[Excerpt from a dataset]
□ □ □ □ □ □ □
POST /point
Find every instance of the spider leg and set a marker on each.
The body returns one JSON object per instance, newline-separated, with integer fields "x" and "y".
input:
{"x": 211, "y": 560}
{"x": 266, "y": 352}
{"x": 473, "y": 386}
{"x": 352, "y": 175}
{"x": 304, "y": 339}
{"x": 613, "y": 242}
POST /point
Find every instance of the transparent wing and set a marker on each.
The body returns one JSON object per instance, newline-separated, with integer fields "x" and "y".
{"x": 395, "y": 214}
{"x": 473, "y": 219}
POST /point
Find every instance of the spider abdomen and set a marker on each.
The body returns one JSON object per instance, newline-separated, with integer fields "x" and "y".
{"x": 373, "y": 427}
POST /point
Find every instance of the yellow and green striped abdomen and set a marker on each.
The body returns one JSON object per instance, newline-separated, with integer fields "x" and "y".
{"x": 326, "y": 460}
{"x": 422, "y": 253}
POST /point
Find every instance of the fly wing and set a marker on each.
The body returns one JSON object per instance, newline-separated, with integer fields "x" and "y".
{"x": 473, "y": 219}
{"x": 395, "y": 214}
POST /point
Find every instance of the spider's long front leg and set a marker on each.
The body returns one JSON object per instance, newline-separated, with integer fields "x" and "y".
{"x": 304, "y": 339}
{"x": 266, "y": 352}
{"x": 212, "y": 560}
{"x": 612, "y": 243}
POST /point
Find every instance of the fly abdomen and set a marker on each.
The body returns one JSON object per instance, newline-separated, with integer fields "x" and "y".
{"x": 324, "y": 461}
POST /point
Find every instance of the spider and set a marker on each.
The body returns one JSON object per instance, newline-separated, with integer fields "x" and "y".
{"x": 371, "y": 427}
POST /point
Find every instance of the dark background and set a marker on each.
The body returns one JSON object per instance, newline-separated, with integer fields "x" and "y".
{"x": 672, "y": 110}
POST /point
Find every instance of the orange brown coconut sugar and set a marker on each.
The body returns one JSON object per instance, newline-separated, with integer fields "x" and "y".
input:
□ □ □ □ □ □ □
▸ Direction:
Locate each line in the data above that contains the word "spider", and copy those lines out in full.

▸ The answer:
Find every instance of the spider leg and set a marker on each.
Find every instance of the spider abdomen and set a marker on each.
Find every instance of the spider's long front leg and set a marker on each.
Find every instance of the spider and set a marker on each.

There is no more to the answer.